[Aim 1] List each line of the entries that contains the string "shirt".

[Document extract]

****************************************

Through this project, we also saw very clearly other victims of trafficking – the children of people who have been trafficked.  In fact, this research didn’t ask questions specifically about children, yet more than half of the study participants discussed their children in the course of responding to interview questions.  In many cases, the impact of trafficking affects two generations.  Solutions need to reflect this reality.  So how do we close the gap?  What are the actions that leave no one behind?  Our survivor advisory council has made suggestions that will start moving us in the right direction:

  1. Understand that victims of human trafficking are interacting with systems, people, and providers during their trafficking.  Everyone is needed to reach every victim of trafficking. 
  2. Provide flexible funding, state funded guaranteed minimum income programs, and rapid rehousing services to build the resiliency of survivors who may be parenting or reunifying with their children.

****************************************

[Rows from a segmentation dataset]

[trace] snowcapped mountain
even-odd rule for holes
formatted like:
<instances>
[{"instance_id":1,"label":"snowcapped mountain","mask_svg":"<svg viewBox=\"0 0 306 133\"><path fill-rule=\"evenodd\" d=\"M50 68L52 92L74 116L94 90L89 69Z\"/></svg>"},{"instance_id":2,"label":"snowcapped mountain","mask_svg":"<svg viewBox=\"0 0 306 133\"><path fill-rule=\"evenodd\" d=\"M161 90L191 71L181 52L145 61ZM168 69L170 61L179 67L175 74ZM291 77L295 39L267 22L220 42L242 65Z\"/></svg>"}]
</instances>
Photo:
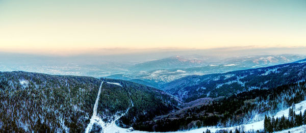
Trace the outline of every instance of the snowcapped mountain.
<instances>
[{"instance_id":1,"label":"snowcapped mountain","mask_svg":"<svg viewBox=\"0 0 306 133\"><path fill-rule=\"evenodd\" d=\"M111 75L107 77L132 80L160 88L161 85L188 75L267 67L291 63L305 58L306 56L303 55L295 55L236 57L223 59L195 56L174 57L138 64L131 68L130 73Z\"/></svg>"},{"instance_id":2,"label":"snowcapped mountain","mask_svg":"<svg viewBox=\"0 0 306 133\"><path fill-rule=\"evenodd\" d=\"M198 56L175 57L137 64L132 66L132 70L154 70L173 68L184 68L206 65L213 59Z\"/></svg>"},{"instance_id":3,"label":"snowcapped mountain","mask_svg":"<svg viewBox=\"0 0 306 133\"><path fill-rule=\"evenodd\" d=\"M304 81L306 63L289 63L221 74L191 75L163 86L163 90L185 101L227 96L254 89L267 89Z\"/></svg>"}]
</instances>

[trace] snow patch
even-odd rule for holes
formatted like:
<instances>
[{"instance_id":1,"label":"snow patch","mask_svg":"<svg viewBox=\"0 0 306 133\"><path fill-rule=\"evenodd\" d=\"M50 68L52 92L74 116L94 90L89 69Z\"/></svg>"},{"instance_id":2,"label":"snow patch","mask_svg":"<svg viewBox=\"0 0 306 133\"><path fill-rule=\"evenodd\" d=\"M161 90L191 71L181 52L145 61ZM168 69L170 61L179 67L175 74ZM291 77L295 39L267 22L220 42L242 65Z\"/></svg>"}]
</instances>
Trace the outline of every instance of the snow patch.
<instances>
[{"instance_id":1,"label":"snow patch","mask_svg":"<svg viewBox=\"0 0 306 133\"><path fill-rule=\"evenodd\" d=\"M19 83L22 87L26 88L29 86L29 81L26 79L19 79Z\"/></svg>"},{"instance_id":2,"label":"snow patch","mask_svg":"<svg viewBox=\"0 0 306 133\"><path fill-rule=\"evenodd\" d=\"M296 109L295 111L296 114L299 113L300 111L302 111L303 112L305 110L306 110L306 100L302 101L298 103L295 104L295 108ZM288 112L289 112L289 108L285 110L282 110L278 112L276 115L274 116L274 118L276 117L279 118L284 115L285 117L288 116ZM262 120L260 121L253 122L249 124L243 124L241 125L232 126L230 127L225 127L225 128L219 128L216 126L211 126L211 127L201 127L200 128L193 129L188 131L170 131L170 132L171 132L171 133L198 133L198 132L203 132L203 131L206 131L207 129L210 130L212 132L216 132L217 130L221 130L221 129L228 129L234 130L236 128L239 128L240 126L244 126L244 129L245 131L256 131L257 130L262 130L264 129L264 120ZM285 130L282 131L278 131L276 132L288 132L288 130L290 130L291 132L296 132L296 131L302 131L304 129L306 129L306 125L303 125L298 127L295 127L293 128ZM116 133L116 132L120 132L120 133L127 133L129 132L127 131L126 128L123 128L120 127L118 127L116 124L113 124L111 126L110 126L107 130L107 132L108 133ZM139 131L139 130L135 130L133 131L133 132L134 133L145 133L145 132L148 132L148 131Z\"/></svg>"},{"instance_id":3,"label":"snow patch","mask_svg":"<svg viewBox=\"0 0 306 133\"><path fill-rule=\"evenodd\" d=\"M119 86L122 87L122 86L121 86L121 85L120 84L120 83L113 83L113 82L107 82L106 83L113 84L113 85L117 85L117 86Z\"/></svg>"},{"instance_id":4,"label":"snow patch","mask_svg":"<svg viewBox=\"0 0 306 133\"><path fill-rule=\"evenodd\" d=\"M231 64L225 65L223 66L236 66L236 65L237 65L234 64Z\"/></svg>"}]
</instances>

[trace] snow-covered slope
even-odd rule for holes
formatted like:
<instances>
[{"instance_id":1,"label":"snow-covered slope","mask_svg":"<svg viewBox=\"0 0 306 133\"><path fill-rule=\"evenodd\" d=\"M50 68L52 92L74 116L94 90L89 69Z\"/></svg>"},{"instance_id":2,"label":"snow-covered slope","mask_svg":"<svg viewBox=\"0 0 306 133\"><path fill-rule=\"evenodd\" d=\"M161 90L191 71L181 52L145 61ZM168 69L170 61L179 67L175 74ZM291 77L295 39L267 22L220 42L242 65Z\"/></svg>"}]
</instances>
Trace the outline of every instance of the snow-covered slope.
<instances>
[{"instance_id":1,"label":"snow-covered slope","mask_svg":"<svg viewBox=\"0 0 306 133\"><path fill-rule=\"evenodd\" d=\"M295 113L298 114L300 111L303 112L305 110L306 110L306 100L302 101L298 103L295 104ZM285 117L288 116L288 112L289 112L289 108L287 109L286 110L282 110L278 112L274 116L274 117L280 117L284 115ZM254 130L256 131L257 130L262 130L264 129L264 120L262 120L260 121L243 124L241 125L226 127L226 128L218 128L215 126L211 126L211 127L202 127L198 129L192 129L188 131L170 131L167 132L175 132L175 133L198 133L198 132L202 132L203 131L206 130L206 129L208 129L210 130L212 132L215 132L217 130L221 130L221 129L227 129L227 130L234 130L236 128L239 128L239 127L243 126L244 128L244 130L245 131L252 131ZM285 130L282 131L278 131L276 132L288 132L288 130L290 130L291 132L300 132L300 131L302 131L302 132L304 130L306 130L306 126L303 125L302 126L295 127L289 129ZM115 124L113 124L109 127L108 127L107 129L106 129L106 132L108 133L116 133L116 132L120 132L120 133L124 133L124 132L129 132L126 128L123 128L118 127ZM134 133L145 133L145 132L148 132L148 131L139 131L135 130L133 132Z\"/></svg>"}]
</instances>

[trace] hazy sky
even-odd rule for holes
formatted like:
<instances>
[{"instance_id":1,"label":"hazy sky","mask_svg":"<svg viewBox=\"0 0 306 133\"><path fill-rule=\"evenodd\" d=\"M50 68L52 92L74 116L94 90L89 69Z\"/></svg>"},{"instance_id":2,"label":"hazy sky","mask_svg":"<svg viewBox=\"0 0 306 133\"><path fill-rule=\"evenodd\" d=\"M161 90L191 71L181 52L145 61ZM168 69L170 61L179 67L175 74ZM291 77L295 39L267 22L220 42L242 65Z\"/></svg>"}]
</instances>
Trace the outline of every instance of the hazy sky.
<instances>
[{"instance_id":1,"label":"hazy sky","mask_svg":"<svg viewBox=\"0 0 306 133\"><path fill-rule=\"evenodd\" d=\"M306 46L306 1L0 0L0 51Z\"/></svg>"}]
</instances>

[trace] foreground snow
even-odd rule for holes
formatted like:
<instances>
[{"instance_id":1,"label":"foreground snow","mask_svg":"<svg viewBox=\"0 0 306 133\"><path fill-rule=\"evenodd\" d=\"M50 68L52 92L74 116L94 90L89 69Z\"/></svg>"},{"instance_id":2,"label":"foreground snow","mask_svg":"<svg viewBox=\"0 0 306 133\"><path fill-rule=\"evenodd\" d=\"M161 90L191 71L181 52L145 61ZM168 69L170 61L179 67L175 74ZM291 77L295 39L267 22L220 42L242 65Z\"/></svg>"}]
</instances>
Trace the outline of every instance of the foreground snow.
<instances>
[{"instance_id":1,"label":"foreground snow","mask_svg":"<svg viewBox=\"0 0 306 133\"><path fill-rule=\"evenodd\" d=\"M306 100L302 101L298 103L295 104L295 113L298 114L300 111L303 112L305 110L306 110ZM288 108L286 110L282 110L278 112L276 115L274 116L274 117L276 117L279 118L284 115L285 117L288 116L288 112L289 112L289 108ZM264 120L253 122L250 124L243 124L244 126L244 130L245 131L256 131L257 130L263 130L264 129ZM201 127L200 128L193 129L188 131L170 131L167 132L175 132L175 133L201 133L203 132L203 131L206 130L207 129L210 129L212 132L215 132L217 130L220 129L227 129L227 130L235 130L236 128L239 128L240 126L230 127L226 128L218 128L217 127L211 126L211 127ZM276 132L288 132L288 131L290 131L291 132L306 132L306 125L303 125L300 127L295 127L293 128L285 130L282 131L278 131ZM123 132L129 132L128 131L128 129L123 128L120 127L118 127L116 124L112 124L110 125L109 127L108 127L107 129L105 129L106 132L107 133L123 133ZM150 132L148 131L139 131L139 130L135 130L132 132L134 133L145 133L145 132Z\"/></svg>"},{"instance_id":2,"label":"foreground snow","mask_svg":"<svg viewBox=\"0 0 306 133\"><path fill-rule=\"evenodd\" d=\"M302 125L298 127L294 127L289 129L284 130L282 131L275 131L275 133L288 133L290 131L291 133L300 133L306 132L306 125Z\"/></svg>"}]
</instances>

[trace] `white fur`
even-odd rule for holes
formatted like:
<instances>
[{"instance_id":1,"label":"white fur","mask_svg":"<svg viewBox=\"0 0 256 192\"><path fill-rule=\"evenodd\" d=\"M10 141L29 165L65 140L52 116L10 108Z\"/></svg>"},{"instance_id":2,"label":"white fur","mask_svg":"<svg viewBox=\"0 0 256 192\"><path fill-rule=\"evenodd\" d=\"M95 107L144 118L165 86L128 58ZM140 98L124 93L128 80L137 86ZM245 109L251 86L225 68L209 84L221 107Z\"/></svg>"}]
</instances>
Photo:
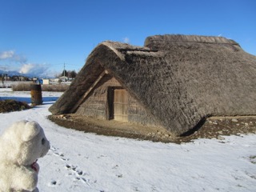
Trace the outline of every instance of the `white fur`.
<instances>
[{"instance_id":1,"label":"white fur","mask_svg":"<svg viewBox=\"0 0 256 192\"><path fill-rule=\"evenodd\" d=\"M39 165L34 163L50 149L42 128L35 122L14 123L0 137L0 191L38 191Z\"/></svg>"}]
</instances>

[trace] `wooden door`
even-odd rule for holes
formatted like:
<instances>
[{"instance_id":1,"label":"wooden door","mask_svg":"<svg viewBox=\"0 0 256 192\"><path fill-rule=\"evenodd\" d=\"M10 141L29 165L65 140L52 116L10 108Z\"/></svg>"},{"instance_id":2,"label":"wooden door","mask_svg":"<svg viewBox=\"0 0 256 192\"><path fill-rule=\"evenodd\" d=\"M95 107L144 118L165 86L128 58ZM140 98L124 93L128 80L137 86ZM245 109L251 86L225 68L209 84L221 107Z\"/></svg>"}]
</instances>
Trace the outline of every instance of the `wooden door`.
<instances>
[{"instance_id":1,"label":"wooden door","mask_svg":"<svg viewBox=\"0 0 256 192\"><path fill-rule=\"evenodd\" d=\"M114 119L128 122L128 95L125 90L114 90Z\"/></svg>"}]
</instances>

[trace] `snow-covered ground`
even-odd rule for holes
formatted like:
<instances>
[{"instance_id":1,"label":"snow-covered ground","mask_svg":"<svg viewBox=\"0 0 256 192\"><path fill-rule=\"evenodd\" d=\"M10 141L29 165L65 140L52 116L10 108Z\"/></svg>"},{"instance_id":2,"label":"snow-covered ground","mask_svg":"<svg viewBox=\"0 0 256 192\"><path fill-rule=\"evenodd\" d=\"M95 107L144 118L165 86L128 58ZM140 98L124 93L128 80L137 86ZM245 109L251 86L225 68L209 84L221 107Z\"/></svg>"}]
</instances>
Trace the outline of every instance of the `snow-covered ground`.
<instances>
[{"instance_id":1,"label":"snow-covered ground","mask_svg":"<svg viewBox=\"0 0 256 192\"><path fill-rule=\"evenodd\" d=\"M255 134L178 145L86 134L46 118L60 95L43 92L42 106L0 114L0 133L22 119L44 128L51 149L38 159L41 192L256 191ZM0 89L1 98L30 97Z\"/></svg>"}]
</instances>

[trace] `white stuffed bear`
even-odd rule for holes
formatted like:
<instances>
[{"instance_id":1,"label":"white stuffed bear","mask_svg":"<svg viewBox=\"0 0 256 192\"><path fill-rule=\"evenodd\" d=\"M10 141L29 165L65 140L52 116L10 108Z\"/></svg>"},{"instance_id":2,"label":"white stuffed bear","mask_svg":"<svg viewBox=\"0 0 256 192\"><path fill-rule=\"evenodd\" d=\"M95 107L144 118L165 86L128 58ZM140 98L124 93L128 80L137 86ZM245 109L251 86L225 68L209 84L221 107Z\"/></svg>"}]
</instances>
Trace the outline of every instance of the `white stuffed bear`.
<instances>
[{"instance_id":1,"label":"white stuffed bear","mask_svg":"<svg viewBox=\"0 0 256 192\"><path fill-rule=\"evenodd\" d=\"M50 149L42 128L35 122L14 123L0 137L0 191L38 191L38 158Z\"/></svg>"}]
</instances>

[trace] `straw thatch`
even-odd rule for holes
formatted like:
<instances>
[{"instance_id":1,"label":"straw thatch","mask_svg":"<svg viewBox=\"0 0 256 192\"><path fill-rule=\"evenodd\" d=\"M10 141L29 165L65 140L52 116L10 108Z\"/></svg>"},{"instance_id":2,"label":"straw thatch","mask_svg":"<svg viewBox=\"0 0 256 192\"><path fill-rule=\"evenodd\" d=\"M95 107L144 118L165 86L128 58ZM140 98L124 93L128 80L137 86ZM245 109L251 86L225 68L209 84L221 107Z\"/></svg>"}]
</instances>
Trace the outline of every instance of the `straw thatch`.
<instances>
[{"instance_id":1,"label":"straw thatch","mask_svg":"<svg viewBox=\"0 0 256 192\"><path fill-rule=\"evenodd\" d=\"M105 70L175 134L207 116L256 114L256 57L234 41L194 35L152 36L144 47L99 44L50 111L74 113Z\"/></svg>"}]
</instances>

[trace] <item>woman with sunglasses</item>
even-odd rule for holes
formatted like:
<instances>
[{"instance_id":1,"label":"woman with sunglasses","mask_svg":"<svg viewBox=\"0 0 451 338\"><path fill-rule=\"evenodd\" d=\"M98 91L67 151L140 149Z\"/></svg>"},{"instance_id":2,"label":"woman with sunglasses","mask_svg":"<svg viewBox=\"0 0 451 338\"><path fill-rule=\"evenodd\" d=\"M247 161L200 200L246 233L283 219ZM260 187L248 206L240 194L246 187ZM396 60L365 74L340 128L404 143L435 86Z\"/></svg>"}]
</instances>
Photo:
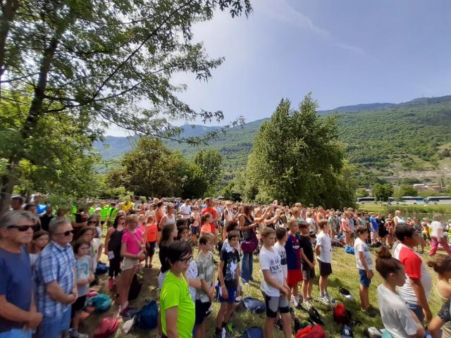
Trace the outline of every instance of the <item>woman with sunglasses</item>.
<instances>
[{"instance_id":1,"label":"woman with sunglasses","mask_svg":"<svg viewBox=\"0 0 451 338\"><path fill-rule=\"evenodd\" d=\"M33 238L35 227L39 227L37 222L28 211L8 211L0 218L1 337L30 338L31 330L35 330L42 320L32 297L30 257L25 247Z\"/></svg>"},{"instance_id":2,"label":"woman with sunglasses","mask_svg":"<svg viewBox=\"0 0 451 338\"><path fill-rule=\"evenodd\" d=\"M169 246L167 262L171 266L160 294L163 337L192 338L195 308L184 274L192 260L191 245L185 241Z\"/></svg>"}]
</instances>

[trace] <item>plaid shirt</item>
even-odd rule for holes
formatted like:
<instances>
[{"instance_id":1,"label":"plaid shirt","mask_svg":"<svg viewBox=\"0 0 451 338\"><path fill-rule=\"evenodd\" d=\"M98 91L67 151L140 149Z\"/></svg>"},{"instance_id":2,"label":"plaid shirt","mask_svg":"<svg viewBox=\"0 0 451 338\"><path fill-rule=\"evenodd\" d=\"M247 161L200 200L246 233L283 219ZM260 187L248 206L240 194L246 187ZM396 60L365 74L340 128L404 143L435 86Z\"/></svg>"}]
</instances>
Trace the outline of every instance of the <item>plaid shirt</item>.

****************************************

[Aim 2] In the passage on human trafficking, what share of the study participants discussed their children while answering interview questions?

[Worked answer 1]
[trace] <item>plaid shirt</item>
[{"instance_id":1,"label":"plaid shirt","mask_svg":"<svg viewBox=\"0 0 451 338\"><path fill-rule=\"evenodd\" d=\"M98 91L67 151L140 149Z\"/></svg>"},{"instance_id":2,"label":"plaid shirt","mask_svg":"<svg viewBox=\"0 0 451 338\"><path fill-rule=\"evenodd\" d=\"M247 161L200 200L246 233L283 219ZM260 187L248 206L240 194L246 187ZM396 60L365 74L340 128L404 143L435 86Z\"/></svg>"}]
Trace the outline of every instance of the <item>plaid shirt</item>.

[Worked answer 2] More than half of the study participants discussed their children.